Fragmento seleccionado:
== == ==

Veamos brevemente tres ejemplos de rasgos diferentes. Un caso revelador –que hemos estudiado en esta dirección (Dubatti, 2005)– es el de ¿Estás ahí? (Teatro Nacional Cervantes, 2004), de Javier Daulte. La pieza tiene una deriva poética inesperada: comienza como una “sitcom” (comedia de situaciones) con el hombre invisible, de acuerdo a convenciones que provienen de los géneros codificados de la televisión o el cine americanos; de pronto se transforma en una comedia de muertos; vuelve a transformase, otra vez, ahora en una historia de amor imposible contada desde el punto de vista de una muerta. En esa deriva el personaje de Martín va mutando su carga referencial: del hombre invisible pasa a ser un fantasma, es decir, un muerto. Como todo fantasma, un muerto con un deseo o cuenta pendientes. En la Escuela de Espectadores fue inevitable, obvia la referencia a los desaparecidos y otras muertes nacionales. Sin embargo, la misma historia, en la versión catalana dirigida por Daulte, fue leída por el público y la crítica desde otra significación: el personaje del hombre invisible fue relacionado con el lugar de Cataluña en la Unión Europea.
En la pieza de Gonzalo Demaría, El cordero de ojos azules (Teatro Regio, dirección de Luciano Cáceres, 2011), en el contexto de la fiebre amarilla de 1871, en una Buenos Aires desolada, aparece un “muchacho”, mudo, hermoso, y al que el agua hirviente no quema. Demaría se vale de este personaje-jeroglífico, que conecta lo material con lo sagrado, como detonante de un thriller: su presencia evoca en el pintor y en la cuidadora de la iglesia la de dos muertos, una écuyère y un poeta, y pone metafóricamente a resonar todos los fantasmas de la historia argentina. De alguna manera, El cordero de ojos azules tematiza el mecanismo que observamos en el teatro de los muertos: el personaje-jeroglífico es el correlato de la poíesis, los personajes que recuerdan son el de los espectadores.

== == ==

Ítems:

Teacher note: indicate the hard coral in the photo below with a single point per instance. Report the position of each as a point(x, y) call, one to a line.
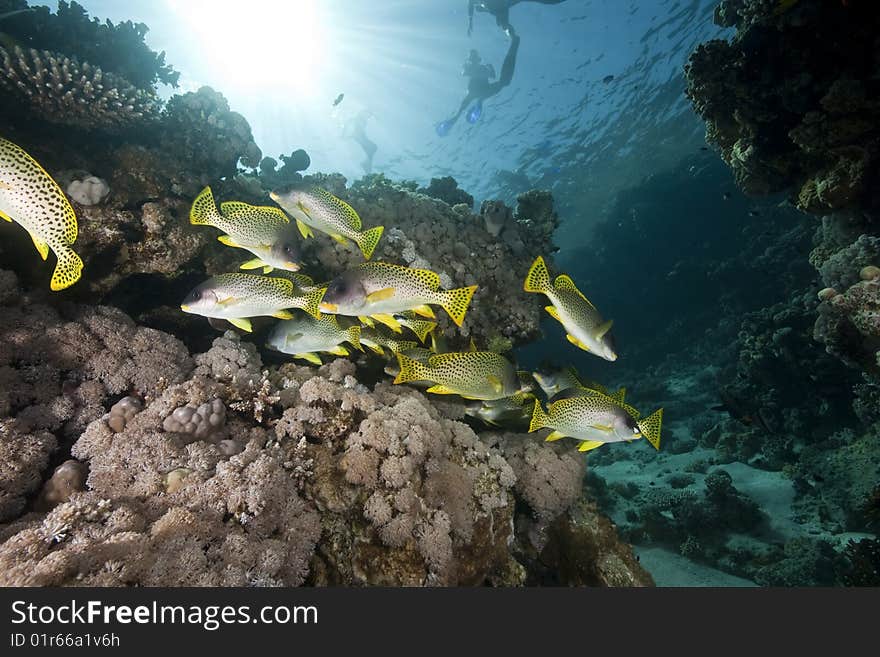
point(786, 105)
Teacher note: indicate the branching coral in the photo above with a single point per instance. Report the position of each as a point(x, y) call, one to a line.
point(60, 90)
point(787, 106)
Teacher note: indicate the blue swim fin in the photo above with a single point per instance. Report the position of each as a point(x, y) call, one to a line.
point(475, 112)
point(443, 128)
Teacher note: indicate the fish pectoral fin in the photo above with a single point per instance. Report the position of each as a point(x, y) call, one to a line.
point(42, 247)
point(242, 323)
point(587, 445)
point(304, 229)
point(389, 321)
point(312, 358)
point(380, 295)
point(603, 428)
point(425, 311)
point(577, 343)
point(603, 328)
point(256, 263)
point(441, 390)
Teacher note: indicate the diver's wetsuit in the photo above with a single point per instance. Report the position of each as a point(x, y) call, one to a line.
point(500, 9)
point(479, 86)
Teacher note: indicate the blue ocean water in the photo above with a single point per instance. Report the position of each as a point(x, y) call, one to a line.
point(768, 466)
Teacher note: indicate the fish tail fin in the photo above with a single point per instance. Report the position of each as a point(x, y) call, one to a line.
point(410, 370)
point(540, 419)
point(650, 427)
point(67, 271)
point(354, 336)
point(538, 278)
point(456, 302)
point(204, 210)
point(313, 302)
point(368, 239)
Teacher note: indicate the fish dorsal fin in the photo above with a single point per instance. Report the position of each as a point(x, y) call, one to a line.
point(437, 360)
point(354, 219)
point(429, 278)
point(241, 323)
point(381, 295)
point(564, 282)
point(587, 445)
point(238, 210)
point(603, 328)
point(619, 396)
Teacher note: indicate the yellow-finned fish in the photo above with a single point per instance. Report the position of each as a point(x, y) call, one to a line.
point(314, 207)
point(379, 342)
point(236, 297)
point(584, 325)
point(31, 198)
point(596, 419)
point(415, 323)
point(469, 374)
point(304, 336)
point(509, 411)
point(552, 383)
point(379, 290)
point(264, 231)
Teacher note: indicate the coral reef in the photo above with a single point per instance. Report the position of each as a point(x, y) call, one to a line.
point(233, 473)
point(788, 108)
point(60, 90)
point(425, 233)
point(447, 190)
point(116, 48)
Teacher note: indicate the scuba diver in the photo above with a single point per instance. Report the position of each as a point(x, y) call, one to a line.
point(500, 9)
point(357, 130)
point(480, 86)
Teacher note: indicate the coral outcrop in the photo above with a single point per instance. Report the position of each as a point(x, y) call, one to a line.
point(218, 470)
point(789, 107)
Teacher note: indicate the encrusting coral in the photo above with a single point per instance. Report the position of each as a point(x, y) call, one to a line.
point(807, 121)
point(321, 479)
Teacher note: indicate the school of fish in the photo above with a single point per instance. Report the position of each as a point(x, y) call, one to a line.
point(384, 307)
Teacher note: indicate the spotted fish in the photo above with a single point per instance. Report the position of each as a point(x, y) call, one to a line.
point(379, 342)
point(236, 297)
point(264, 231)
point(314, 207)
point(304, 336)
point(469, 374)
point(31, 198)
point(596, 419)
point(584, 325)
point(379, 290)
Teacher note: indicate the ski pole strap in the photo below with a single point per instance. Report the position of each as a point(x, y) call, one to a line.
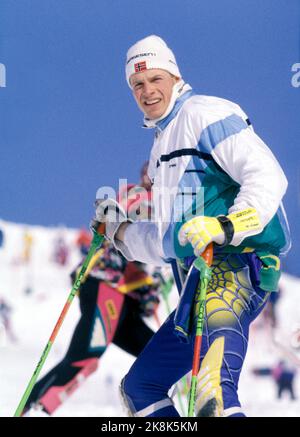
point(96, 242)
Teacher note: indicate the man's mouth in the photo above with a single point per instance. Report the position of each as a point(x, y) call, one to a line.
point(151, 102)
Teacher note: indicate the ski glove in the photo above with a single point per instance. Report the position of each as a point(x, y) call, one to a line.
point(222, 230)
point(110, 212)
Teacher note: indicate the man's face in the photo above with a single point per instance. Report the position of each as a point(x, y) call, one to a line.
point(152, 90)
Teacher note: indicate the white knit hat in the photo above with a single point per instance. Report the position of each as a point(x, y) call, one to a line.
point(150, 52)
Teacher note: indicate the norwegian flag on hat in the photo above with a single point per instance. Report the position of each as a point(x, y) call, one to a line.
point(140, 66)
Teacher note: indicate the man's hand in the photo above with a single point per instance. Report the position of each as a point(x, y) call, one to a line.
point(200, 231)
point(223, 230)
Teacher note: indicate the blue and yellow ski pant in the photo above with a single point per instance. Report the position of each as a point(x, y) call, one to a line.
point(233, 302)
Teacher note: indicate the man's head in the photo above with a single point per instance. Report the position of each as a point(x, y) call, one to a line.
point(151, 72)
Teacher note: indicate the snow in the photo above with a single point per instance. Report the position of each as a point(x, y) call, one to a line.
point(36, 311)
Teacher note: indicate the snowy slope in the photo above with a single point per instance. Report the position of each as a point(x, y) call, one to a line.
point(35, 314)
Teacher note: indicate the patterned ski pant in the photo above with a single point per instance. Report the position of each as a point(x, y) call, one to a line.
point(232, 304)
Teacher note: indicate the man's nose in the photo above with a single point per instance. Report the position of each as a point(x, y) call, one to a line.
point(148, 89)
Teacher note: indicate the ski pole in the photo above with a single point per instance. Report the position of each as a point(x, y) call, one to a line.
point(165, 291)
point(96, 242)
point(203, 264)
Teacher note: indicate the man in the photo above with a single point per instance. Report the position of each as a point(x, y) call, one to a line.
point(228, 190)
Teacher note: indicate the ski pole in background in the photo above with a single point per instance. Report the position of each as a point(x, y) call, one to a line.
point(203, 264)
point(96, 242)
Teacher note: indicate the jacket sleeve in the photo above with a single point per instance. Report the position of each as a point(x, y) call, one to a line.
point(248, 161)
point(142, 242)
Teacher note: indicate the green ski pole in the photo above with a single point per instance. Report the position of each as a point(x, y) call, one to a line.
point(202, 264)
point(96, 242)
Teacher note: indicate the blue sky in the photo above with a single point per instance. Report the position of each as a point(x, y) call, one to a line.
point(68, 122)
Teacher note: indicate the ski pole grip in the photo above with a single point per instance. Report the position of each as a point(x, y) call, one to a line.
point(208, 254)
point(101, 229)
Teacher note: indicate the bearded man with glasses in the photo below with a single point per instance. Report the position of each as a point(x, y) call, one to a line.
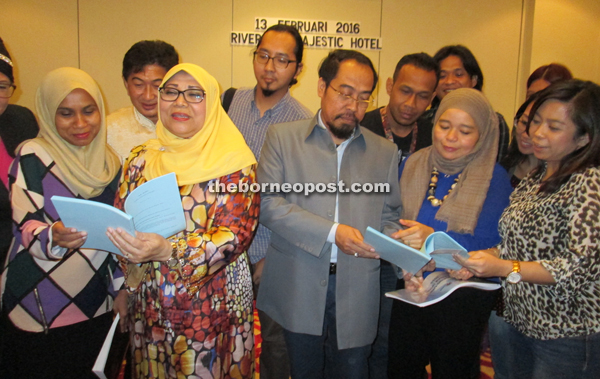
point(321, 280)
point(277, 63)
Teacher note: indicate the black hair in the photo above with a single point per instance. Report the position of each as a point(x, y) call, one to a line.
point(513, 155)
point(6, 68)
point(468, 59)
point(583, 101)
point(421, 60)
point(146, 53)
point(298, 49)
point(330, 65)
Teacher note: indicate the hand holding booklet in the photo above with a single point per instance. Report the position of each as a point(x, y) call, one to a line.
point(437, 286)
point(153, 207)
point(439, 246)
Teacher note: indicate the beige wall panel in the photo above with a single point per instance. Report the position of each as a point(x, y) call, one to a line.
point(367, 12)
point(199, 30)
point(40, 36)
point(490, 29)
point(568, 32)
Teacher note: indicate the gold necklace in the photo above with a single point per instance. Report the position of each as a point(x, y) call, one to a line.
point(433, 185)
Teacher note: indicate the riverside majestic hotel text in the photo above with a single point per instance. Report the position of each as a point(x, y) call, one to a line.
point(306, 188)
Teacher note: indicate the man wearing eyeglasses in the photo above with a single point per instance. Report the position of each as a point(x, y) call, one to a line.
point(277, 63)
point(144, 66)
point(321, 281)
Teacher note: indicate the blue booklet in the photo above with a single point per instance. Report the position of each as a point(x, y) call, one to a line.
point(439, 246)
point(153, 207)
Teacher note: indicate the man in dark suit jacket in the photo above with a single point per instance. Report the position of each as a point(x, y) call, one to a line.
point(321, 281)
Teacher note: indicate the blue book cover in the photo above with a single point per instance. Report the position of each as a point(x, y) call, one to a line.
point(153, 207)
point(439, 246)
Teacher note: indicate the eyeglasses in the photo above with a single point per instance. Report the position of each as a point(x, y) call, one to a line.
point(190, 95)
point(280, 63)
point(361, 103)
point(521, 122)
point(7, 90)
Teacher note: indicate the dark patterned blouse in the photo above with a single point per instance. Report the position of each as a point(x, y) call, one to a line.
point(561, 231)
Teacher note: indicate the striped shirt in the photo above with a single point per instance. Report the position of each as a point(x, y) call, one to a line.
point(246, 116)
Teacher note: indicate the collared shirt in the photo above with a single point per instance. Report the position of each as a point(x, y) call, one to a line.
point(246, 116)
point(340, 154)
point(128, 128)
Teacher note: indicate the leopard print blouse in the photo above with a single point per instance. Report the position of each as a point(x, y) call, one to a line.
point(561, 231)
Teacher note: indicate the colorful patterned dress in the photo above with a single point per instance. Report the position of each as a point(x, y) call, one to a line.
point(195, 320)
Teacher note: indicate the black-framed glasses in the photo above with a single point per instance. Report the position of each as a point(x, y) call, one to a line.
point(361, 103)
point(278, 62)
point(190, 95)
point(7, 90)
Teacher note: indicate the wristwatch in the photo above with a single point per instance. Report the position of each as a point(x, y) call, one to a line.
point(515, 275)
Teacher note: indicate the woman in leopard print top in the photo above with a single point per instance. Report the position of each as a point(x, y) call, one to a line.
point(550, 249)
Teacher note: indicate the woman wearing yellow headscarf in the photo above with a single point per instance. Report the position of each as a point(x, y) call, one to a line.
point(192, 308)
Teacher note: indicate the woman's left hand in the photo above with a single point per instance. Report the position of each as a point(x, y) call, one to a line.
point(414, 235)
point(484, 264)
point(143, 247)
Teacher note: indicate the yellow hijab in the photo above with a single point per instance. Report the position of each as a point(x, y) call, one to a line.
point(87, 169)
point(217, 149)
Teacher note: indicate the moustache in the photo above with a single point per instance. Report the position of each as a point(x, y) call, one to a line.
point(347, 115)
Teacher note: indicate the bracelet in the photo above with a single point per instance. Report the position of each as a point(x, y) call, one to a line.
point(173, 262)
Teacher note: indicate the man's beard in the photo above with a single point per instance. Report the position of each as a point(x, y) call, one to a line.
point(344, 131)
point(267, 92)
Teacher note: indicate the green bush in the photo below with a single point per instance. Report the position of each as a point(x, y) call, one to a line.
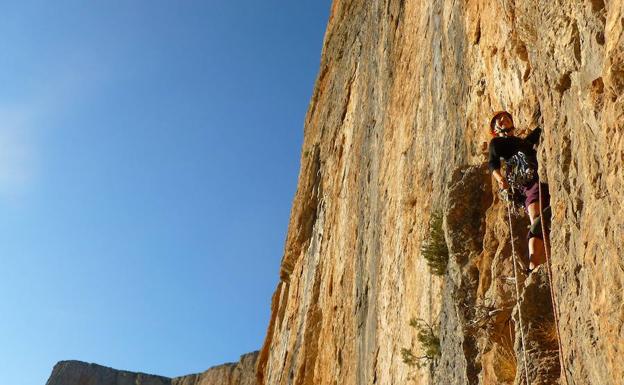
point(429, 345)
point(434, 248)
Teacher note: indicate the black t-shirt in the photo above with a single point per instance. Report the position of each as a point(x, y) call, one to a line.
point(507, 146)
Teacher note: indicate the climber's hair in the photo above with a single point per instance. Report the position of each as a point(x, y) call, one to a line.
point(497, 114)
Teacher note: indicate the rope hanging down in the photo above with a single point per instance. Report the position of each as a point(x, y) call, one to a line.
point(553, 298)
point(513, 254)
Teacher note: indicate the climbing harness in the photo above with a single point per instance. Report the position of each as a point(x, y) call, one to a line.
point(513, 254)
point(553, 298)
point(520, 170)
point(514, 199)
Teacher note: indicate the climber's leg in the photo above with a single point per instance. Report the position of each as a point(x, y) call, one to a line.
point(535, 237)
point(536, 252)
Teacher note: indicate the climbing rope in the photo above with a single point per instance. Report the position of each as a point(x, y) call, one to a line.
point(513, 254)
point(553, 298)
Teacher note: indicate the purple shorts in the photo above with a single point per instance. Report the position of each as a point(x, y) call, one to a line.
point(531, 194)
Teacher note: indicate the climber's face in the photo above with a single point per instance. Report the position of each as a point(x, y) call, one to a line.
point(504, 124)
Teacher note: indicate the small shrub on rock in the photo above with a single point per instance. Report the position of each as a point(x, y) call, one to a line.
point(429, 345)
point(434, 248)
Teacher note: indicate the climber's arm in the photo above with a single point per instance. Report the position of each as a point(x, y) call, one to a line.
point(495, 165)
point(534, 136)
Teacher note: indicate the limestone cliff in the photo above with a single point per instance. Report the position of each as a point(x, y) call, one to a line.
point(81, 373)
point(396, 128)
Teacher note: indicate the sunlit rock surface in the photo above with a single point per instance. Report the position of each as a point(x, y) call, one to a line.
point(400, 111)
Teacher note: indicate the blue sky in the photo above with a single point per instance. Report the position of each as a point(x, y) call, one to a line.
point(149, 153)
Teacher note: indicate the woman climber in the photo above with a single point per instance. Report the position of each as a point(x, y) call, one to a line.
point(521, 176)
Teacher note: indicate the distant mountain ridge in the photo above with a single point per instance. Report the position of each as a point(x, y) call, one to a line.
point(82, 373)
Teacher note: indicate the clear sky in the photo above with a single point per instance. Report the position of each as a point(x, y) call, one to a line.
point(149, 154)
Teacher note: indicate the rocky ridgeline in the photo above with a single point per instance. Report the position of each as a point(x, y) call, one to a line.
point(81, 373)
point(397, 129)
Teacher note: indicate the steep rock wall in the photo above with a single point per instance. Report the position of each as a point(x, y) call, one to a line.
point(81, 373)
point(405, 91)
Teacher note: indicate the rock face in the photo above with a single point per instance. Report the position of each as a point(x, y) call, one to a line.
point(81, 373)
point(396, 128)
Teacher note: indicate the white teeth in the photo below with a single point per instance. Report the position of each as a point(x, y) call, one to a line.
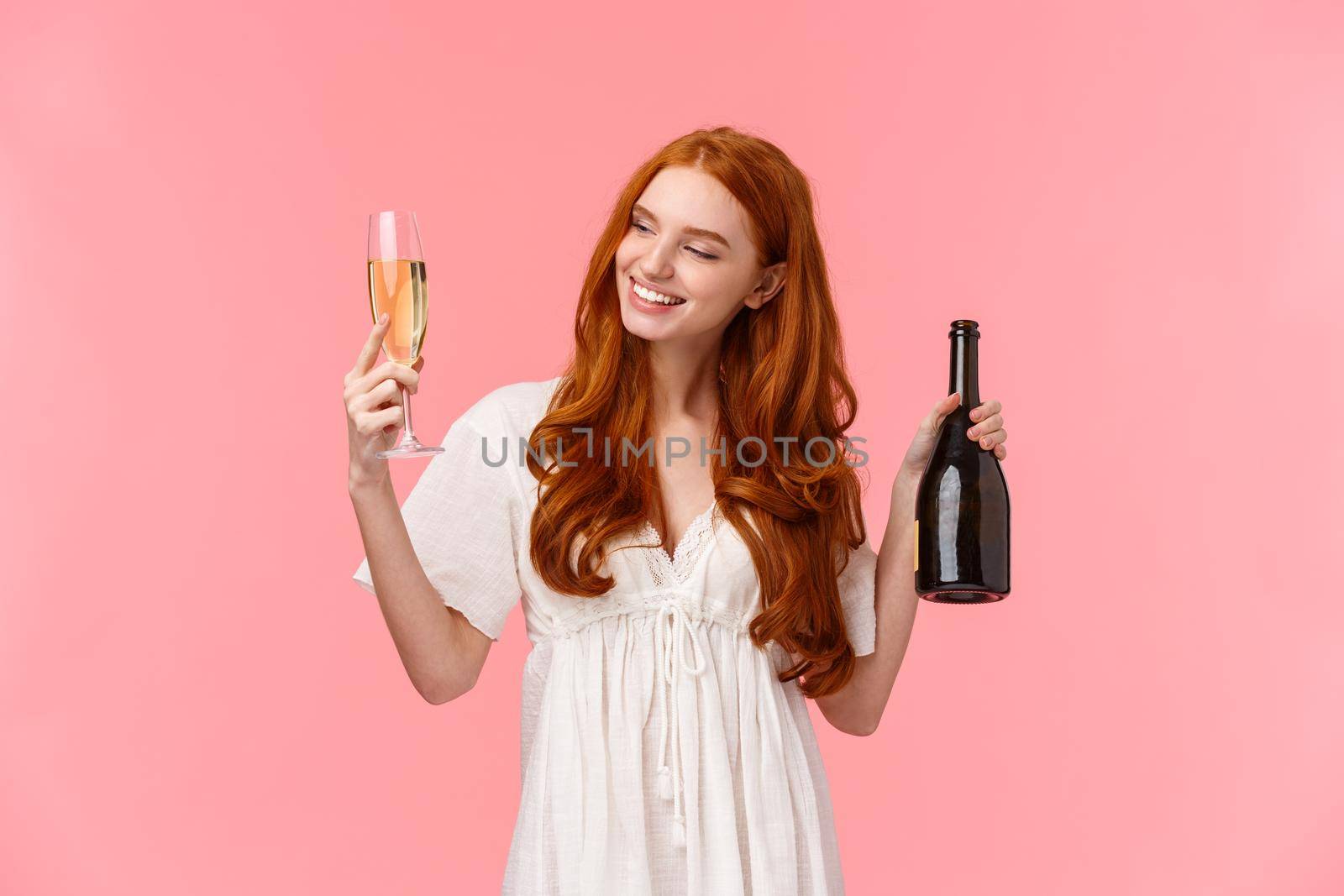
point(656, 297)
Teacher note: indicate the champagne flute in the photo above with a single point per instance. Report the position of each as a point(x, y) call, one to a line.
point(396, 286)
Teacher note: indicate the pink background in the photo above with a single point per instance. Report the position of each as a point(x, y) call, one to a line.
point(1142, 204)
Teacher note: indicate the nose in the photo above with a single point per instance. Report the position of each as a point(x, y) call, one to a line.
point(656, 264)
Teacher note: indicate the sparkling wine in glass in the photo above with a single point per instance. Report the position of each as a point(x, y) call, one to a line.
point(396, 285)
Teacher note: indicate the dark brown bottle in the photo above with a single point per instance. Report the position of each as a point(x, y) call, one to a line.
point(961, 511)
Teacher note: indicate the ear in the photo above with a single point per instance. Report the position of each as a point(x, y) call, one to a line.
point(772, 281)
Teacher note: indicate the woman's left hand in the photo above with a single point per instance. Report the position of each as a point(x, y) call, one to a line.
point(988, 429)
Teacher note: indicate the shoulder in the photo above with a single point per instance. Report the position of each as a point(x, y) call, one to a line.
point(512, 409)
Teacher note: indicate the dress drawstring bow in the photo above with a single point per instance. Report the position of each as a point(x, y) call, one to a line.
point(671, 664)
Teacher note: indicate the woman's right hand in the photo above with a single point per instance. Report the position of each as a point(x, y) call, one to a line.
point(374, 411)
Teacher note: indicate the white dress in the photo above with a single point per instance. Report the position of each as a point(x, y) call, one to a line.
point(660, 754)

== == ==

Consignas de trabajo:
[a] Enumera todos los años que aparecen en el fragmento seleccionado, en el orden en que figuran.
[b] Por favor, transcribe sin cambios el pasaje del fragmento seleccionado que va desde "En la pieza" hasta "de los espectadores.".

Conjunto de respuestas:
[a] 2005, 2004, 2011, 1871

[b]
En la pieza de Gonzalo Demaría, El cordero de ojos azules (Teatro Regio, dirección de Luciano Cáceres, 2011), en el contexto de la fiebre amarilla de 1871, en una Buenos Aires desolada, aparece un “muchacho”, mudo, hermoso, y al que el agua hirviente no quema. Demaría se vale de este personaje-jeroglífico, que conecta lo material con lo sagrado, como detonante de un thriller: su presencia evoca en el pintor y en la cuidadora de la iglesia la de dos muertos, una écuyère y un poeta, y pone metafóricamente a resonar todos los fantasmas de la historia argentina. De alguna manera, El cordero de ojos azules tematiza el mecanismo que observamos en el teatro de los muertos: el personaje-jeroglífico es el correlato de la poíesis, los personajes que recuerdan son el de los espectadores.